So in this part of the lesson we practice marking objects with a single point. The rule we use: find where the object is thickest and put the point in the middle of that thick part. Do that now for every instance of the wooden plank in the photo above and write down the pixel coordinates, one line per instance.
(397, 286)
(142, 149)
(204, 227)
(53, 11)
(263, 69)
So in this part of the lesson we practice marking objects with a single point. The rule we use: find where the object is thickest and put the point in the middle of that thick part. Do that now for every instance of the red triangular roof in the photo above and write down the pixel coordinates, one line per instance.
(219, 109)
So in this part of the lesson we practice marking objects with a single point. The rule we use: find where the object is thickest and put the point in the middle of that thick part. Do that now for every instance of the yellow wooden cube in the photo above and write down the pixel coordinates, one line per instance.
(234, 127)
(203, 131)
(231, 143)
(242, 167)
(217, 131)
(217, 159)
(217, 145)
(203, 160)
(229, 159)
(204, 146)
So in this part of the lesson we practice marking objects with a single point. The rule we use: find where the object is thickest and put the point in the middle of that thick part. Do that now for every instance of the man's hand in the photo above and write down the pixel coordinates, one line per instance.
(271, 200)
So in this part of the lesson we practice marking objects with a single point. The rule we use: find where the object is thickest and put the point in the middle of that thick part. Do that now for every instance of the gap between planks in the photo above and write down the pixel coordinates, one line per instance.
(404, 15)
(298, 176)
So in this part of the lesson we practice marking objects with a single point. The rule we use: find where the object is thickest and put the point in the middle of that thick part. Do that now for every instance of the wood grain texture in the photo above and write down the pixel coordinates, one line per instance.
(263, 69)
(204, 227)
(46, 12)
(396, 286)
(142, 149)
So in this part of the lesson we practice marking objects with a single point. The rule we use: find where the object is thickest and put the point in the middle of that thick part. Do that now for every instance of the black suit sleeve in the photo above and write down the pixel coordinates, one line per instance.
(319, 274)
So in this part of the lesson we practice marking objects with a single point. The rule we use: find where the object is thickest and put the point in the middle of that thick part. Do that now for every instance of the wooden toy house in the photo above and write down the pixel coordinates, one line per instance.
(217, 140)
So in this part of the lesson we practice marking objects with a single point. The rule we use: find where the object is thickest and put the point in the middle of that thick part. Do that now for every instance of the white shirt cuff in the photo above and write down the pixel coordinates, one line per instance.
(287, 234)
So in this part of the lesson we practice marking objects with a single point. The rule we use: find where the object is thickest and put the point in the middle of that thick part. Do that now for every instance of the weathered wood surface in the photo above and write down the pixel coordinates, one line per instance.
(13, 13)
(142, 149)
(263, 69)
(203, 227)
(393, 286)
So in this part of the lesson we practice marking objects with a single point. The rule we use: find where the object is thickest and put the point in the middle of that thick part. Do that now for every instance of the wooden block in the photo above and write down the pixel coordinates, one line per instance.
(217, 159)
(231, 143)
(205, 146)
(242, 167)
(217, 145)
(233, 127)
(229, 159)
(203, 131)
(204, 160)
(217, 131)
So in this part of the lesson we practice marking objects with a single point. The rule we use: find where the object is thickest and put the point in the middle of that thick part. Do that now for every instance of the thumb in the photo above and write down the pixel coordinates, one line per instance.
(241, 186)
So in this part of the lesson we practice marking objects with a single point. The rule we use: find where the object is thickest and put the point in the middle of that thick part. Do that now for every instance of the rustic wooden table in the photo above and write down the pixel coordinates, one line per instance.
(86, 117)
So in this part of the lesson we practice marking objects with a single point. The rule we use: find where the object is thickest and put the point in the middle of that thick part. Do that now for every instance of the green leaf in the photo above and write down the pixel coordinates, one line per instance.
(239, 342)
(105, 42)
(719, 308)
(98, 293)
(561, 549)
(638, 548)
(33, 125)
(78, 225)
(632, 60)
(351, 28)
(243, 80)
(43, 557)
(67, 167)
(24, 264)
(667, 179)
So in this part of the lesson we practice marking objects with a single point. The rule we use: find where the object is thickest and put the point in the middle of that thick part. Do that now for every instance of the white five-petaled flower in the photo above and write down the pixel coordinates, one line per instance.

- - - -

REQUIRED TASK: Reproduce the material above line for line, without changing any character.

EXERCISE ANSWER:
So in this part of the lesson we practice marking objects with a single point. The rule we use: find where the object is thickest and put the point in the middle of that thick part. Do that now for every instance of the wooden plank in the photo above and write down the pixel coordinates, one line per instance.
(397, 286)
(142, 149)
(204, 227)
(53, 11)
(263, 69)
So in this part of the lesson we practice marking objects with a single point. The rule we use: find where the object is thickest and put the point in the middle of that thick part. Do that now for every instance of the red triangular roof in the photo above and write down the pixel coordinates, one line per instance.
(219, 109)
So in this part of the lesson we practice marking objects with a single point. The rule we use: find where the object is thickest and put the point in the middle of that thick part. Do that now for every instance of the yellow wooden cube in the photo above and write down the pixel coordinates, one line per instance.
(234, 127)
(203, 131)
(231, 143)
(242, 167)
(217, 131)
(217, 159)
(217, 145)
(203, 160)
(229, 159)
(204, 146)
So in this part of the lesson we practice marking objects with a single point. The rule we use: find where the object is thickest and put the point in the middle of that thick part. Do that now for every instance of the man's hand in the photo above and write down the pixel coordinates, one line per instance.
(271, 200)
So in this part of the lesson we practice marking objects with a single point. The rule we use: find where the object is thickest and put the point in the middle of that thick part. Do that now for every instance of the gap between planks in the photo above and write down the pixel coordinates, one line per instance.
(404, 15)
(298, 176)
So in this part of the lesson we practice marking objects with a single point. The rule we use: find where the object is thickest and put the point in the middle of that thick part. Do that now for every instance of the wood grain texture in the photo above and write down the pixel coordinates, one line per instance.
(263, 69)
(204, 227)
(46, 12)
(396, 286)
(142, 149)
So in this part of the lesson we practice marking objects with a single point. The rule we use: find where the object is thickest and put the point in the middle of that thick part. Do that now for every instance of the black suit sleeve in the photo above and write down the pixel coordinates, one line per instance.
(319, 274)
So in this part of the lesson we practice marking objects with a single point. The rule we use: find where the object is thickest and put the point in the middle of that thick part. Do that now for every instance of the wooden toy house in the photo above and write down the pixel coordinates, one line per instance.
(217, 140)
So in this part of the lesson we practice marking objects with a single point. The rule we use: find where the object is thickest and put the point in the middle of that thick part. Do that now for every instance of the white shirt cuff in the photo above and write down the pixel coordinates, one line per instance.
(287, 234)
So in this part of the lesson we practice marking objects with a single point. The rule we use: find where the object is thickest and put the point in the middle of that thick part. Do that now for every instance of the weathered wood surface in the photo above and write down the pixel coordinates, one line per instance.
(13, 13)
(142, 149)
(263, 69)
(203, 227)
(393, 286)
So in this part of the lesson we practice marking objects with a single point. The rule we use: find where the object is thickest and put the point in the middle of that thick part. Do that now for every instance of the wooden block in the photo above and write down the pixel coordinates, one line per instance.
(217, 159)
(231, 143)
(205, 146)
(242, 167)
(217, 145)
(233, 127)
(229, 159)
(203, 131)
(204, 160)
(217, 131)
So in this part of the lesson we practice marking objects with a single point. The rule we use: find where the object is thickest and put the point in the middle of that thick part. Do that now for every instance of the thumb in the photo above and write down the pixel coordinates, one line per instance.
(241, 186)
So in this part of the lesson we practice marking objects with a single point. The rule we use: find where the object is thickest and put the point in the middle of that thick part. Do that now for every instance of the rustic wooden table in the photo above and write down the pixel coordinates, one line per instance.
(86, 117)
So in this part of the lesson we practice marking objects with a single point. The rule we use: find where the object is thickest and put the point in the middle of that thick part. Do that now for every instance of the green leaf in the photo above and write down the pixel coordinates, one line per instance.
(239, 342)
(105, 42)
(719, 308)
(98, 293)
(561, 549)
(638, 548)
(33, 125)
(78, 225)
(632, 60)
(351, 28)
(243, 80)
(43, 557)
(67, 167)
(24, 264)
(667, 179)
So in this part of the lesson we practice marking objects with a single point. The rule we use: find where the object is thickest and put the point in the middle of that thick part. Do that now for every instance of the white five-petaled flower in the photo above and write down the pixel coordinates, one line per instance.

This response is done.